* _PROMPT_
Search the entries below. Return every line that has "stone" in it.

* _DATASET RECORDS_
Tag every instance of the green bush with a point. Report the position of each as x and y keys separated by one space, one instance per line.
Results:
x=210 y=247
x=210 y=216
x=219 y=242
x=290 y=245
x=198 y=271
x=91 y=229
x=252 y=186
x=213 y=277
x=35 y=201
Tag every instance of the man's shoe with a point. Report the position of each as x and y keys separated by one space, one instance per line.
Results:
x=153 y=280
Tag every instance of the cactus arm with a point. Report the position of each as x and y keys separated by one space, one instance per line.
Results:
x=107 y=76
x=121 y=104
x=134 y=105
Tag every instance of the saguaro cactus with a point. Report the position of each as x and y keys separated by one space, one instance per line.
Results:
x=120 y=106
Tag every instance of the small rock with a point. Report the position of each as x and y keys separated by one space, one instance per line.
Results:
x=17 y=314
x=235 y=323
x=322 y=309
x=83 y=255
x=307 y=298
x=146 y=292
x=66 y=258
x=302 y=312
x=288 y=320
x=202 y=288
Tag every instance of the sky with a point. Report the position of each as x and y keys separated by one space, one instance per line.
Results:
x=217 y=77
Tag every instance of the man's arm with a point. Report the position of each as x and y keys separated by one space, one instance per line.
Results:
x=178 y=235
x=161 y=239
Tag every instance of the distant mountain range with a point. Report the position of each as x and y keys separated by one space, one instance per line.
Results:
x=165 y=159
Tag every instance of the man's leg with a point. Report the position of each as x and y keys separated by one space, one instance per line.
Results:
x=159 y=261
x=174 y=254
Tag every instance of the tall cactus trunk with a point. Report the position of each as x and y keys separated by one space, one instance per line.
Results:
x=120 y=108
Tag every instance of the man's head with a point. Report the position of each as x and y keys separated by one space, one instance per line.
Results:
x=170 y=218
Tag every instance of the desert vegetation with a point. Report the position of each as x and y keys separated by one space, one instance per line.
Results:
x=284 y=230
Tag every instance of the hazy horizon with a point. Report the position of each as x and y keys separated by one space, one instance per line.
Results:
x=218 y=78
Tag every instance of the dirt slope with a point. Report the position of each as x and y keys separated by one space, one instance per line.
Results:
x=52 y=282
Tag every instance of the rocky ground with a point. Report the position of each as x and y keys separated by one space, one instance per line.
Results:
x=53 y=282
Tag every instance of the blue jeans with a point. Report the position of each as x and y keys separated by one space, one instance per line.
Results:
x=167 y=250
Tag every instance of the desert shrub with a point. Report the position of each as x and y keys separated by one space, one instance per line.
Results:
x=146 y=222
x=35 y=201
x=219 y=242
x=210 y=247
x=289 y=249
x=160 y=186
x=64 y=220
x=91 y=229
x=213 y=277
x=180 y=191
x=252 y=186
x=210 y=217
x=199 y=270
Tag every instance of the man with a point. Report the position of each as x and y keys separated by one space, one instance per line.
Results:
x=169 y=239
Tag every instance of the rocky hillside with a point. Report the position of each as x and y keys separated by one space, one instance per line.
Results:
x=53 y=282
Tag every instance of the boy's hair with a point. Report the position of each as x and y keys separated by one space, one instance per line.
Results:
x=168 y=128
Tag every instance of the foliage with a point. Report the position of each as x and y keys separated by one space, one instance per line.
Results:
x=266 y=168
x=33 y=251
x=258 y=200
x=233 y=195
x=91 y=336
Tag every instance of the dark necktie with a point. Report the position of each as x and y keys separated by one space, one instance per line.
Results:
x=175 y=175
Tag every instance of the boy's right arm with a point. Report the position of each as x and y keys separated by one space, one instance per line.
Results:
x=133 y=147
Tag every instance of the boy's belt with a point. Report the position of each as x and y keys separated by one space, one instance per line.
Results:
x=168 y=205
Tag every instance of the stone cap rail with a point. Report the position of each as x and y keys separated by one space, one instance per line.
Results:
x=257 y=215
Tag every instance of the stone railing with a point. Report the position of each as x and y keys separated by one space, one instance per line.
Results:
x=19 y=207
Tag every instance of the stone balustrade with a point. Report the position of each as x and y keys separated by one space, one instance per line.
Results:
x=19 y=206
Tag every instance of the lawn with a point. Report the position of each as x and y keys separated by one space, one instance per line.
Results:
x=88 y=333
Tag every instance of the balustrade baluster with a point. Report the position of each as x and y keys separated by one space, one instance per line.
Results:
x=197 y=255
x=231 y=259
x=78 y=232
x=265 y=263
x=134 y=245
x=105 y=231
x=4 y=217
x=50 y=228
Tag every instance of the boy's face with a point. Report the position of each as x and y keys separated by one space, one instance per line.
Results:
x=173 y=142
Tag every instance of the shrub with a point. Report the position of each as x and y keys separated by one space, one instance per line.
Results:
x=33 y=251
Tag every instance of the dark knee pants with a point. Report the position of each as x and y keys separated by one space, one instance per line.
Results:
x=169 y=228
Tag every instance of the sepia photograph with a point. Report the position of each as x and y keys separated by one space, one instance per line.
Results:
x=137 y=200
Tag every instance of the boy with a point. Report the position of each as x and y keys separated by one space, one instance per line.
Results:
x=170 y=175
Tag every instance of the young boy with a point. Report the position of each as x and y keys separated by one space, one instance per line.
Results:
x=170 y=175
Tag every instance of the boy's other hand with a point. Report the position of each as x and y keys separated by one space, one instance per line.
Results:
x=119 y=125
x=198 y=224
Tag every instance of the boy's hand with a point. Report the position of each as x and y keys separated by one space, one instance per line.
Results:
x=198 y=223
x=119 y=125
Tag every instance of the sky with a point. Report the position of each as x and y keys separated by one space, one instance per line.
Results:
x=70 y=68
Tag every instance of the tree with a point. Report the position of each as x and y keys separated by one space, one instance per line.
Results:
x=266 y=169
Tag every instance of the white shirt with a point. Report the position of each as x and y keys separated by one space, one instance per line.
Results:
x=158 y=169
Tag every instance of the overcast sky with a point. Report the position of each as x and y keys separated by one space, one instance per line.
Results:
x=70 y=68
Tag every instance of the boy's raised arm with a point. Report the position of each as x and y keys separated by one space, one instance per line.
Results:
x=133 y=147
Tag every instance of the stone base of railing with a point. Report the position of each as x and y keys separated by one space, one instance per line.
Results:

* _SOLUTION_
Tag every instance of the stone cap rail with a point. Report the position of each as x and y keys separated by one space, one instance per line.
Tag every instance of the stone railing with a point. Report the position of each as x and y keys separated by one space, one instance per line.
Tag every instance of the stone balustrade with a point. Report the position of each as x and y keys separated by one space, one instance per line.
Tag every instance of the stone base of railing with a point. Report the position of each as x and y keys separated by one space, one instance per line.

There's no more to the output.